**APPLY WHAT YOU READ:**
1. According to the statement on resident duty hours, in what year were the ACGME restrictions on resident work hours adopted?
2. From the statement on resident duty hours, quote the stretch from "Statement of Dr." through "to residents and their patients.".

═══ EXCERPT ═══

Statement of Dr. Michael Carome, Director, Public Citizen’s Health Research Group
Note: On Wednesday, the Accreditation Council for Graduate Medical Education (ACGME) is convening a two-day, invitation-only National Congress on Resident Duty Hours in the Learning and Working Environment in Chicago. This meeting is part of an effort that began late last year and is intended to revise the current ACGME rules on resident physician work hours, designed to prevent fatigue-related medical errors and to enhance resident health and well-being. With multiple physician groups lobbying against these safeguards, a likely outcome of this process could be the rollback of key elements of ACGME restrictions that were adopted in 2011 to protect both residents and their patients. Such an outcome would pose unacceptable dangers to residents and their patients.
Any effort to increase the number of consecutive hours resident physicians can work without sleep threatens the health of both residents and their patients, and should be rejected. Substantial evidence shows that sleep deprivation due to excessively long work shifts increases the risk of motor vehicle accidents, depression, and needle-stick and other injuries that can expose residents to bloodborne pathogens. Depriving medical residents of sleep also exposes their patients to an increased risk of medical errors, which can lead to patient injury and death.

═══ DATA EXCERPTS ═══

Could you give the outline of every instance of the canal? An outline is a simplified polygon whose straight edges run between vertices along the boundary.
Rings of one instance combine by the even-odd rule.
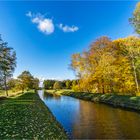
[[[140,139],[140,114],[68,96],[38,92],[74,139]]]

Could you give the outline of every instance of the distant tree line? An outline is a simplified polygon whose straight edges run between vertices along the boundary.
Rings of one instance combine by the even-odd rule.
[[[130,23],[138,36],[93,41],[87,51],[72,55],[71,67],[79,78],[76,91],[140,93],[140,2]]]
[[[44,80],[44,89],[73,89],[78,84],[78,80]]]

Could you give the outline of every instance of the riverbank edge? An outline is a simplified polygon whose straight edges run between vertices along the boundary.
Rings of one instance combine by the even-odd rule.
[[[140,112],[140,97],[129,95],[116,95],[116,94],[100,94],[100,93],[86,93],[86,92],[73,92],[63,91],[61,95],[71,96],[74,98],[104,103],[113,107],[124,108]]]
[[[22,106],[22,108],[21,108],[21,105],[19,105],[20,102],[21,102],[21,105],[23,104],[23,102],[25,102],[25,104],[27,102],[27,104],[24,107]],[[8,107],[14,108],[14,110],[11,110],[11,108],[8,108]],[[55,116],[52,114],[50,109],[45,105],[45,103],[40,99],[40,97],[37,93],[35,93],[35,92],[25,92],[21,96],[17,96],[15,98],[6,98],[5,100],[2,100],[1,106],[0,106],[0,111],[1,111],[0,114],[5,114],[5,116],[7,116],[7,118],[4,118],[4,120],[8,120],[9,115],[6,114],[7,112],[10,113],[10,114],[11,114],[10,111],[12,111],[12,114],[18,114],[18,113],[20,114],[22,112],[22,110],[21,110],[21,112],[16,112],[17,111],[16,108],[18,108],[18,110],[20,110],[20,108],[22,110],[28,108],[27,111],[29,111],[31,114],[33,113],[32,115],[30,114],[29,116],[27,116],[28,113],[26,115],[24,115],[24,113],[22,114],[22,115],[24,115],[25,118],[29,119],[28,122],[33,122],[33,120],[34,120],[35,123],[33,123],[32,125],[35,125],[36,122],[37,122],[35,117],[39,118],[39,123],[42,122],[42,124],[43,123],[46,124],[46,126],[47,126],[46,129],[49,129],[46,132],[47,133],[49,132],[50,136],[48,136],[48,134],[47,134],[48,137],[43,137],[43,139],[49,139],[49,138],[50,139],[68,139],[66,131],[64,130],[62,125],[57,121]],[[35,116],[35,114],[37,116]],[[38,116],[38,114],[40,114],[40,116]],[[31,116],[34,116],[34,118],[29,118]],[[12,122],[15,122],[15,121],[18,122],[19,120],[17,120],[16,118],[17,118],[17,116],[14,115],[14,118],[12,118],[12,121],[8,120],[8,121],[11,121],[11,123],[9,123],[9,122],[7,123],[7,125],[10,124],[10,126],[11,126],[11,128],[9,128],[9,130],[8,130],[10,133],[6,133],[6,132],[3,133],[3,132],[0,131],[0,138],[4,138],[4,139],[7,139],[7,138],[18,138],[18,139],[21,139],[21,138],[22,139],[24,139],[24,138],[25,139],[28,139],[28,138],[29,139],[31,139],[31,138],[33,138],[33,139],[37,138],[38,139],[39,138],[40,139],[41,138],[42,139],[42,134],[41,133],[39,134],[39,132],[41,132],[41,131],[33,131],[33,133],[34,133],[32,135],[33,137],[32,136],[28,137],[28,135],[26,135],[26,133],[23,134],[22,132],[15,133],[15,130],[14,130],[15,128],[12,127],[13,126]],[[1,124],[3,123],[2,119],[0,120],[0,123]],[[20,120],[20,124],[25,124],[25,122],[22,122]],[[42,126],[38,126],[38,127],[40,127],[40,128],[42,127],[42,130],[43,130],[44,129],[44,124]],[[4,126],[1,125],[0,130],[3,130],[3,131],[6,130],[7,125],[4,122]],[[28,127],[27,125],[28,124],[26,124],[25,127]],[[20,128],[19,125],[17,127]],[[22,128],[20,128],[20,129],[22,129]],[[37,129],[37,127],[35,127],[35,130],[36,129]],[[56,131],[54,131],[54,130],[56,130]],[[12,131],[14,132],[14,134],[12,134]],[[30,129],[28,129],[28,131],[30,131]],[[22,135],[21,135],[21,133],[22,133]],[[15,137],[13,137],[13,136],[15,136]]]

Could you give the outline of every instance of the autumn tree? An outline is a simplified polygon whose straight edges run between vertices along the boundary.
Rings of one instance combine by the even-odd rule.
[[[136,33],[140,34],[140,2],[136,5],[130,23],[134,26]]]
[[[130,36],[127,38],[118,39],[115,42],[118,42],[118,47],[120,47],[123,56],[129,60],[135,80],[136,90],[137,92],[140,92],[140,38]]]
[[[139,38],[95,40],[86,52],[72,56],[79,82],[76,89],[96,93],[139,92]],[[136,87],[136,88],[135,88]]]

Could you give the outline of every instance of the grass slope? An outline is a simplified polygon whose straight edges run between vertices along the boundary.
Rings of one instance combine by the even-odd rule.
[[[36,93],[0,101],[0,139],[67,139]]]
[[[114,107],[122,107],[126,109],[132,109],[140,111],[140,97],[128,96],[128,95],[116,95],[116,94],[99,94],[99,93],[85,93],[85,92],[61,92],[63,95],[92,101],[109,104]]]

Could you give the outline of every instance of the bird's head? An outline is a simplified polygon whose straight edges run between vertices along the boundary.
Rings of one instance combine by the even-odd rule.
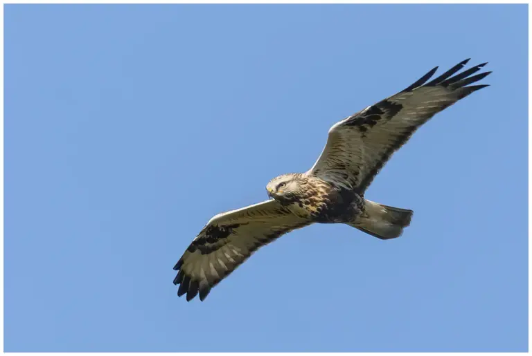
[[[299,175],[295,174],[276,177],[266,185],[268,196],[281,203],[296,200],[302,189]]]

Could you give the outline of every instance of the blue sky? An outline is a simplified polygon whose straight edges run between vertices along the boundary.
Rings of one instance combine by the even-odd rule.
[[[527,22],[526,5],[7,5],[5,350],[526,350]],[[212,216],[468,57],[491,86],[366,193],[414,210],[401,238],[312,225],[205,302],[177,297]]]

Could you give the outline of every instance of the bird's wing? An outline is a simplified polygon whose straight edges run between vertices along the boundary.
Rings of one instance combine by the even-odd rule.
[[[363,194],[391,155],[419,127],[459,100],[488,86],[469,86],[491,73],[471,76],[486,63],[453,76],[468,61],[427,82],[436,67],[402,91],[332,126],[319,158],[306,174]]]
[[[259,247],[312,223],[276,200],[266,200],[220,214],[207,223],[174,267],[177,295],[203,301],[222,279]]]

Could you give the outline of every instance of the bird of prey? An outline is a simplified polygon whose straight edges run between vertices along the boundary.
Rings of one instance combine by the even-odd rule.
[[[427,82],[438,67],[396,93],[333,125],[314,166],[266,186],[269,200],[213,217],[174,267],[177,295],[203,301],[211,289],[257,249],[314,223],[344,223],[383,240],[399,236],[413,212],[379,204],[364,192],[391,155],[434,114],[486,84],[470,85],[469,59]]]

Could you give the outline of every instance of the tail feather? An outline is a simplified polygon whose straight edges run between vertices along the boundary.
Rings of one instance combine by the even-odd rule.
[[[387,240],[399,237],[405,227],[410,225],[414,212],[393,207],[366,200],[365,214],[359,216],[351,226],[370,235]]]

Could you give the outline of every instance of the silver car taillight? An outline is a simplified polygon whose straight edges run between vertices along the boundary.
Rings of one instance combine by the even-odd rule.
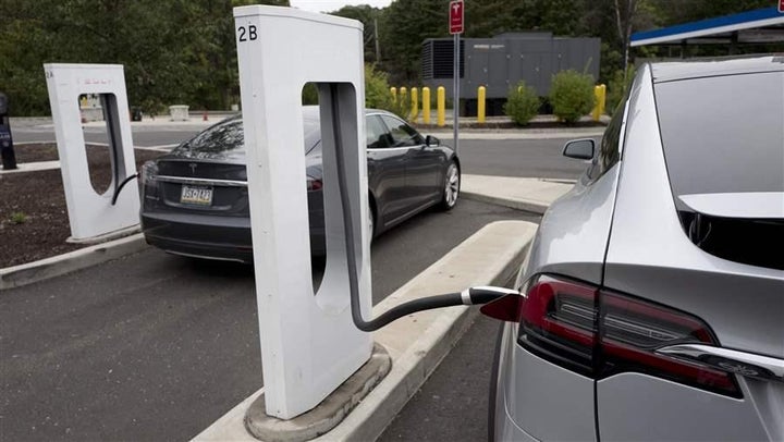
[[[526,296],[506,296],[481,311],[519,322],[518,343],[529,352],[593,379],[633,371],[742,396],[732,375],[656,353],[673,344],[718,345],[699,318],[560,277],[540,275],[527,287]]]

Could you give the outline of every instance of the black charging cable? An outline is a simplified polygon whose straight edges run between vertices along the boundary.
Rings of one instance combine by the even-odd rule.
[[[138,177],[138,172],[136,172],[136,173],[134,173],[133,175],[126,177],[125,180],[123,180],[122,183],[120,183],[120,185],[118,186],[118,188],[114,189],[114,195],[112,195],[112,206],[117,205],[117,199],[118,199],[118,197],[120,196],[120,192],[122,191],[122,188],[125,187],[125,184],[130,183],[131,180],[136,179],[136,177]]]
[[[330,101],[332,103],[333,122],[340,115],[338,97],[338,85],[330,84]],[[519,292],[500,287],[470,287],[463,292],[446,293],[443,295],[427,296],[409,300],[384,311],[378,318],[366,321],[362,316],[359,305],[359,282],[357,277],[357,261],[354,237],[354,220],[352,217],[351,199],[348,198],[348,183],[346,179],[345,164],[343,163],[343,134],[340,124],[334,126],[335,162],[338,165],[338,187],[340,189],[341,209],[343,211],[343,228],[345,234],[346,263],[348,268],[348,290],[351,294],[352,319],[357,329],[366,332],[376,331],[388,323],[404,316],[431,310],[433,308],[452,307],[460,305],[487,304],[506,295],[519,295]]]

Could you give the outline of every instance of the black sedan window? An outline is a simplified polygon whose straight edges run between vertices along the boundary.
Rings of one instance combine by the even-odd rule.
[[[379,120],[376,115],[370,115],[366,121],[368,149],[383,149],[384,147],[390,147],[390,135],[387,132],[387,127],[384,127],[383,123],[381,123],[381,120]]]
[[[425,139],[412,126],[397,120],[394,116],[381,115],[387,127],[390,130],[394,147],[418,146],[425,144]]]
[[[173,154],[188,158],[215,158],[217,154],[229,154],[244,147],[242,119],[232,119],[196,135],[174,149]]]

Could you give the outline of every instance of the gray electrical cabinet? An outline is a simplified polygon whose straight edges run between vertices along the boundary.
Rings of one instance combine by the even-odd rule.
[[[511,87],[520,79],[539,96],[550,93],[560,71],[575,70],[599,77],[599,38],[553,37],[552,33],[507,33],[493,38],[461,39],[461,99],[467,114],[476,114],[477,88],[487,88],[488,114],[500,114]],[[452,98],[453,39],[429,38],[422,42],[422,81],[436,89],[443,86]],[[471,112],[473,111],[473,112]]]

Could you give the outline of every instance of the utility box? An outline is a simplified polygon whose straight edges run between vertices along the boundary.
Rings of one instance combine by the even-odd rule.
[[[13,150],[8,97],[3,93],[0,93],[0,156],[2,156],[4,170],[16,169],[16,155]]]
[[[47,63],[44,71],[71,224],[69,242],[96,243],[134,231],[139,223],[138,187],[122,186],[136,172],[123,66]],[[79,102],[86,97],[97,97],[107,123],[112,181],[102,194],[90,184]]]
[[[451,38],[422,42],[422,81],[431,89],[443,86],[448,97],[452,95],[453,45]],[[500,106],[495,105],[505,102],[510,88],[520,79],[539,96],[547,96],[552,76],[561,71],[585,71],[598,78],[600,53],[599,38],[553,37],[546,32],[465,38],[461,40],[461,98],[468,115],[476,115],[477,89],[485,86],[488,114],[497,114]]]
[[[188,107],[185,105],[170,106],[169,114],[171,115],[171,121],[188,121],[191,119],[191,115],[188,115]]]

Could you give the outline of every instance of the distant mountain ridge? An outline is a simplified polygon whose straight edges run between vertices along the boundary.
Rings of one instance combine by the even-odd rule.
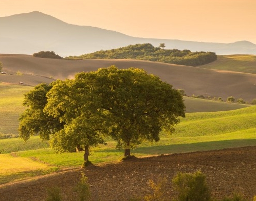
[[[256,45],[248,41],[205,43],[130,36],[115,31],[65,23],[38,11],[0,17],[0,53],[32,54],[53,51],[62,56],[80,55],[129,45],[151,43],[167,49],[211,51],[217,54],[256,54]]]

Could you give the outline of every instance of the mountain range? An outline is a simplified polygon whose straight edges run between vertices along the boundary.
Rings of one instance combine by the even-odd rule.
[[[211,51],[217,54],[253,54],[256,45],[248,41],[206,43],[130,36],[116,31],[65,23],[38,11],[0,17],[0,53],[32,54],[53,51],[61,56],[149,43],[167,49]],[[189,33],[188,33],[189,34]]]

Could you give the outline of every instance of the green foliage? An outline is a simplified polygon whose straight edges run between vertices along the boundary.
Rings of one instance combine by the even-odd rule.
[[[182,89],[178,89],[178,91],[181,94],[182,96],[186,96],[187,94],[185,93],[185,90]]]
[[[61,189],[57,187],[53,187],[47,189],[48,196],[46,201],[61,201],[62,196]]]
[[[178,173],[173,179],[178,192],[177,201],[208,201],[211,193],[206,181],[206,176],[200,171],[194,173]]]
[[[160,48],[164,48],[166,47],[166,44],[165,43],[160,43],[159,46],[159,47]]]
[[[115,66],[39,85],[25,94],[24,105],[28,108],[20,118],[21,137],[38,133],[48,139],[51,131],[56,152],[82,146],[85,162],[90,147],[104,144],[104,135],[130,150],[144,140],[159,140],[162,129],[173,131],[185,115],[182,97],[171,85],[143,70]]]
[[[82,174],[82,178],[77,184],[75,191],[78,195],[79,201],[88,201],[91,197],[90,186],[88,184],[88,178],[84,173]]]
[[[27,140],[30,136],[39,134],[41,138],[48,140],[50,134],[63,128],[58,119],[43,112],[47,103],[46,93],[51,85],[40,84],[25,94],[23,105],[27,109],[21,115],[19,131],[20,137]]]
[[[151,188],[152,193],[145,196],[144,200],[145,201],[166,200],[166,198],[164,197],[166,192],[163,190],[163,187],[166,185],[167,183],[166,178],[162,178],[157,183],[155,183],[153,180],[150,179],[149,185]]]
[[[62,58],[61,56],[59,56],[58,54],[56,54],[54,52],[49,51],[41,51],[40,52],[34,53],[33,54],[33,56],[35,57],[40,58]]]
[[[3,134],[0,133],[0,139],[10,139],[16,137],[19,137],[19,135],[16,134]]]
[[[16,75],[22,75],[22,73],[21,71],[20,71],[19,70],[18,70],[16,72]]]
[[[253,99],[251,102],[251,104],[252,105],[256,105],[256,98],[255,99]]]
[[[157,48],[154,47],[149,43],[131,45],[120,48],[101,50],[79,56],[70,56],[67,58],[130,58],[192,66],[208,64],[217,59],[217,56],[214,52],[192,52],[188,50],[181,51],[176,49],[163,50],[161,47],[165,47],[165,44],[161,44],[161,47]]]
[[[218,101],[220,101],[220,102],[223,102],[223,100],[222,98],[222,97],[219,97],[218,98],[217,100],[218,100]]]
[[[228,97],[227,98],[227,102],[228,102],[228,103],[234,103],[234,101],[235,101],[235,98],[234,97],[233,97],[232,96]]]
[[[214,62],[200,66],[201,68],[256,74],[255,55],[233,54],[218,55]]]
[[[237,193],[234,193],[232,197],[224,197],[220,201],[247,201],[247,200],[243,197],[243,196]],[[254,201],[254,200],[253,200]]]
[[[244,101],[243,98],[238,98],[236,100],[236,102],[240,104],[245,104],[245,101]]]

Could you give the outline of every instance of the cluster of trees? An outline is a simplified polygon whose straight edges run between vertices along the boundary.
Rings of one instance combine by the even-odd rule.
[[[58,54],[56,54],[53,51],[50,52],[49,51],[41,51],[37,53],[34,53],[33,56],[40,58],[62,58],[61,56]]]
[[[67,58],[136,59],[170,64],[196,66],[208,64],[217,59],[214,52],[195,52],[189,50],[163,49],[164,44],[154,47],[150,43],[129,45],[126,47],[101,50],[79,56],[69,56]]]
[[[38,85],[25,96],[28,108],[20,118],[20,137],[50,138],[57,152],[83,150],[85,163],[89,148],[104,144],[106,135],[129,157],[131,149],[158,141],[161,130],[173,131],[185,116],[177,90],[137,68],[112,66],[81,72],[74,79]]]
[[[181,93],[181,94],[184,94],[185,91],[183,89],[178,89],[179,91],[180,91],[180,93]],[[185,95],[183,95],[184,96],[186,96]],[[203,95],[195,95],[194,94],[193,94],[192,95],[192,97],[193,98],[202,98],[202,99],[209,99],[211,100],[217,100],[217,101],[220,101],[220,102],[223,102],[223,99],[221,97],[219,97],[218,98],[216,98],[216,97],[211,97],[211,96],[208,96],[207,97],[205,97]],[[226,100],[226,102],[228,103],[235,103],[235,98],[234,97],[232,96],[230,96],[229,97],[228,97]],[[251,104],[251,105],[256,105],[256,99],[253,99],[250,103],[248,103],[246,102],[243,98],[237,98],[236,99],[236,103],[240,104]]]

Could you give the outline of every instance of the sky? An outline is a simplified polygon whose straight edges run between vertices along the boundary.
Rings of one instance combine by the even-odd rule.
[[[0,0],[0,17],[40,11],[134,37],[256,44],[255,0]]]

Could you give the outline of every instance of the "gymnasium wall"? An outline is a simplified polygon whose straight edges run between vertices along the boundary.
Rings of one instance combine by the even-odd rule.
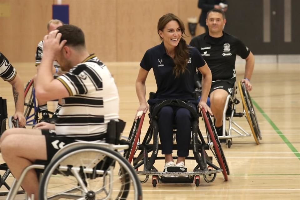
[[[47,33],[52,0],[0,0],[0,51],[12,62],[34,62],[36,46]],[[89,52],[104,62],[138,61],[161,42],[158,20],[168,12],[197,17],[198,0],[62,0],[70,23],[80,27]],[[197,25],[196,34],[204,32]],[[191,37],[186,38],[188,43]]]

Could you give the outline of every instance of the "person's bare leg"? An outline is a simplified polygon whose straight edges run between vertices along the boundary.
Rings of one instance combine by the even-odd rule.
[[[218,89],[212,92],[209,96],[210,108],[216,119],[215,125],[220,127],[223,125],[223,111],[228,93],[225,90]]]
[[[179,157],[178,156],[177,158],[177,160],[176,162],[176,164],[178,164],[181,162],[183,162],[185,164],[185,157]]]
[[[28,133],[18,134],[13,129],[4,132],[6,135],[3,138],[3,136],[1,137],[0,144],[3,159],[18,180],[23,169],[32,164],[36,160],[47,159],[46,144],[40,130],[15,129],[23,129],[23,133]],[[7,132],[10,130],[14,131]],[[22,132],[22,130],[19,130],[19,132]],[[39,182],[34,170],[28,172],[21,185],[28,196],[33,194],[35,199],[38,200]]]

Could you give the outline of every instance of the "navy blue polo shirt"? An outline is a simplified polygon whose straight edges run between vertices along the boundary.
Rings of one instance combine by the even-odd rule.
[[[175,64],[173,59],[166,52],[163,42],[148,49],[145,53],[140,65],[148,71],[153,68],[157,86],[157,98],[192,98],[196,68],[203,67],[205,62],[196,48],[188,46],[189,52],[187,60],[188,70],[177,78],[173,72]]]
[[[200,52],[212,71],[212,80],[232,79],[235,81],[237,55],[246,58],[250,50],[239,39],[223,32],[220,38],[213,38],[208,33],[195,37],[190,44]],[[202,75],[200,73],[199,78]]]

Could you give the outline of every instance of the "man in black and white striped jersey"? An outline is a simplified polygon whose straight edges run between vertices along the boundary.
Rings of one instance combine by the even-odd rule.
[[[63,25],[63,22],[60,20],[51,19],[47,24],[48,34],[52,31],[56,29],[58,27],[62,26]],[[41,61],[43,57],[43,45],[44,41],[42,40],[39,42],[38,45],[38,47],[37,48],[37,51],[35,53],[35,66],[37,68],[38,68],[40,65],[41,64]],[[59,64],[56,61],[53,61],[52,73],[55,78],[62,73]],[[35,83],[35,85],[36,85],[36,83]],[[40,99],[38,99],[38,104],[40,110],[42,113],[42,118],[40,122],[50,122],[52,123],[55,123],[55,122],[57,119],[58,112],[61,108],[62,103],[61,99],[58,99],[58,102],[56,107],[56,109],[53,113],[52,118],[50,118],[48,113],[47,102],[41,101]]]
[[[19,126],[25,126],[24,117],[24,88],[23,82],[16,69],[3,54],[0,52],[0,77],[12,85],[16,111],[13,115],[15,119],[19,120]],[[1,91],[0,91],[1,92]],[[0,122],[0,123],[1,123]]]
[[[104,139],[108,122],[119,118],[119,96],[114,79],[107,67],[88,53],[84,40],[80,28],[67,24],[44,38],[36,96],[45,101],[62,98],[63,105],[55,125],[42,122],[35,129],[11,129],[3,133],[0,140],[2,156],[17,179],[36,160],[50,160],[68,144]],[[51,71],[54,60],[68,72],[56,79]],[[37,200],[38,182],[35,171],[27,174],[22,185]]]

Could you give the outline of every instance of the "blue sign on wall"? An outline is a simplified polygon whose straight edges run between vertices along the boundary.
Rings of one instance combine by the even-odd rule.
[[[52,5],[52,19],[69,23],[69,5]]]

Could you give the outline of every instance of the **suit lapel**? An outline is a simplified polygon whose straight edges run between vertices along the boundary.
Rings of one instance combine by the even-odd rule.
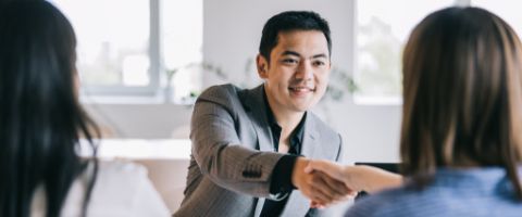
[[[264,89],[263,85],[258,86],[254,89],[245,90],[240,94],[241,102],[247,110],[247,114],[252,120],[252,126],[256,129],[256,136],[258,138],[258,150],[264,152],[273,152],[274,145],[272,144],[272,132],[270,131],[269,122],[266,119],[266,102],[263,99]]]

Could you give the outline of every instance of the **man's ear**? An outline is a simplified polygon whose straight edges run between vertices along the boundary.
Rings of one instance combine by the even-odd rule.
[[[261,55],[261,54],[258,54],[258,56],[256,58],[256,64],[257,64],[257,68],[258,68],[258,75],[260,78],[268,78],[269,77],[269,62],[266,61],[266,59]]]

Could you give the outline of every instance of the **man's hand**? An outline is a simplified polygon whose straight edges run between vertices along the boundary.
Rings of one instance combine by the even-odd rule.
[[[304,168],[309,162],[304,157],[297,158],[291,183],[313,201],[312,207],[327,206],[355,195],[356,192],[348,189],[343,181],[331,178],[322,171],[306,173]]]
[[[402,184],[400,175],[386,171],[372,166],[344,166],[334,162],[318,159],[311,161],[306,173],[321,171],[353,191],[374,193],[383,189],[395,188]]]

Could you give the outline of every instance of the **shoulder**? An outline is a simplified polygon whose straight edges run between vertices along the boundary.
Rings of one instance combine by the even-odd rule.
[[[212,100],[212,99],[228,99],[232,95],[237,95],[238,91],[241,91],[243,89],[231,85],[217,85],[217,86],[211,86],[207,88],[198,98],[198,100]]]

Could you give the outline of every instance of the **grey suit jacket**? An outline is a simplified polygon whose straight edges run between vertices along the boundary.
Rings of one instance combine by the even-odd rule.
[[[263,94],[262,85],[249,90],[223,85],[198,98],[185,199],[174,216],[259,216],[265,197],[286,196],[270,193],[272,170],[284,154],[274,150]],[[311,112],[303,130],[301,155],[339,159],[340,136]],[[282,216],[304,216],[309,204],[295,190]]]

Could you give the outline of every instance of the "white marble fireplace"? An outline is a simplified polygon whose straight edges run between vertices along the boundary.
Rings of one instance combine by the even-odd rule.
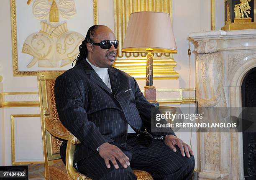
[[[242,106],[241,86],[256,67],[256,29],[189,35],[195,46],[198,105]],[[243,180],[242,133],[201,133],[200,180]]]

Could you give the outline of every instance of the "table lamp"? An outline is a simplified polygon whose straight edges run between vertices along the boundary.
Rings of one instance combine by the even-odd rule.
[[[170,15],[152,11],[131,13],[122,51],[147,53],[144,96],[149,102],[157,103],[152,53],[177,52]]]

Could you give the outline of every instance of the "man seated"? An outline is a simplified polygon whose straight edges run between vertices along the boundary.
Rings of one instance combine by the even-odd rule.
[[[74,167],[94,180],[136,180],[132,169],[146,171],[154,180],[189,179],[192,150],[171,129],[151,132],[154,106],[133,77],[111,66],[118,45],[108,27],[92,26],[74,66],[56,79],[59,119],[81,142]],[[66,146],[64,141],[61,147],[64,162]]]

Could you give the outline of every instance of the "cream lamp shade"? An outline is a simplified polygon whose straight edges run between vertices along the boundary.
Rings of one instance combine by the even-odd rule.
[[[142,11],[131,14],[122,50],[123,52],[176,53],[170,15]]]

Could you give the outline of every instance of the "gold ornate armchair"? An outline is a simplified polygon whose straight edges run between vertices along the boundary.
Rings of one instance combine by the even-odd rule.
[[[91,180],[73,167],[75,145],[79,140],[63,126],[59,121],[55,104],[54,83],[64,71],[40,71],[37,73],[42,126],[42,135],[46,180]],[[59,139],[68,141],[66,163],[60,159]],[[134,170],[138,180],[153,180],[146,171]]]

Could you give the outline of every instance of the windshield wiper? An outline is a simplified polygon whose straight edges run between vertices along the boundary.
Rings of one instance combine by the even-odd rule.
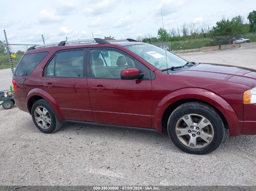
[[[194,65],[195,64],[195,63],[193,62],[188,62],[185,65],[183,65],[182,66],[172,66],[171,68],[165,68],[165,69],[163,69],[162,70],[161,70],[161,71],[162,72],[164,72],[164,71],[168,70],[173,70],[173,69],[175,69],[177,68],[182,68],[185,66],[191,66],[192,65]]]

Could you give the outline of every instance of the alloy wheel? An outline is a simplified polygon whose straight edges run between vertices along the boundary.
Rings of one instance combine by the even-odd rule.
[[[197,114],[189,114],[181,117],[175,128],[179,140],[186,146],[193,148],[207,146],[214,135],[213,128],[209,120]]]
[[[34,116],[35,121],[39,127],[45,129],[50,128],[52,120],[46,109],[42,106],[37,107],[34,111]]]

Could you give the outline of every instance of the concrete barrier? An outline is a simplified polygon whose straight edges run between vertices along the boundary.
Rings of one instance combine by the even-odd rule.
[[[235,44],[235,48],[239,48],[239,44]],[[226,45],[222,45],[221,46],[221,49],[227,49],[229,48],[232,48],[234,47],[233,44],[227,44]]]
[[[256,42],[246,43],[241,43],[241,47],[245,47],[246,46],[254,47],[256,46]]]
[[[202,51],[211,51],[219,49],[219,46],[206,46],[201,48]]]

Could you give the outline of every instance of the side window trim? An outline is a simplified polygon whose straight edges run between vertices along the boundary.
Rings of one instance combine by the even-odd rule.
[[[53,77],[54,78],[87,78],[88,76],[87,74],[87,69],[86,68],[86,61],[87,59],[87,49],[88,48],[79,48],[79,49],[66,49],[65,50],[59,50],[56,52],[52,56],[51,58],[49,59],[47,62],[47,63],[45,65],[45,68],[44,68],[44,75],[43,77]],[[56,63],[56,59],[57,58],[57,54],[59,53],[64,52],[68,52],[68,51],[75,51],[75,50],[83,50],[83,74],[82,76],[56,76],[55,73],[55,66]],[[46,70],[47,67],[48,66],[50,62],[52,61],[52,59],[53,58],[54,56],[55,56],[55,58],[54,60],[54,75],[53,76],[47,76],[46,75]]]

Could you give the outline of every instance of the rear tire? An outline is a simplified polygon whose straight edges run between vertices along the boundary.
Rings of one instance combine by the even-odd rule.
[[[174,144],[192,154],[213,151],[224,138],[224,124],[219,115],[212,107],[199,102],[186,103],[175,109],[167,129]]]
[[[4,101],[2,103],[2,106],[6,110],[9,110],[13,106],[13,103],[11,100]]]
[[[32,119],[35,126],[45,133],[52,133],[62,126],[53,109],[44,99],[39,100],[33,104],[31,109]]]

═══

**ANSWERS GIVEN:**
1. 2011

2.
Statement of Dr. Michael Carome, Director, Public Citizen’s Health Research Group
Note: On Wednesday, the Accreditation Council for Graduate Medical Education (ACGME) is convening a two-day, invitation-only National Congress on Resident Duty Hours in the Learning and Working Environment in Chicago. This meeting is part of an effort that began late last year and is intended to revise the current ACGME rules on resident physician work hours, designed to prevent fatigue-related medical errors and to enhance resident health and well-being. With multiple physician groups lobbying against these safeguards, a likely outcome of this process could be the rollback of key elements of ACGME restrictions that were adopted in 2011 to protect both residents and their patients. Such an outcome would pose unacceptable dangers to residents and their patients.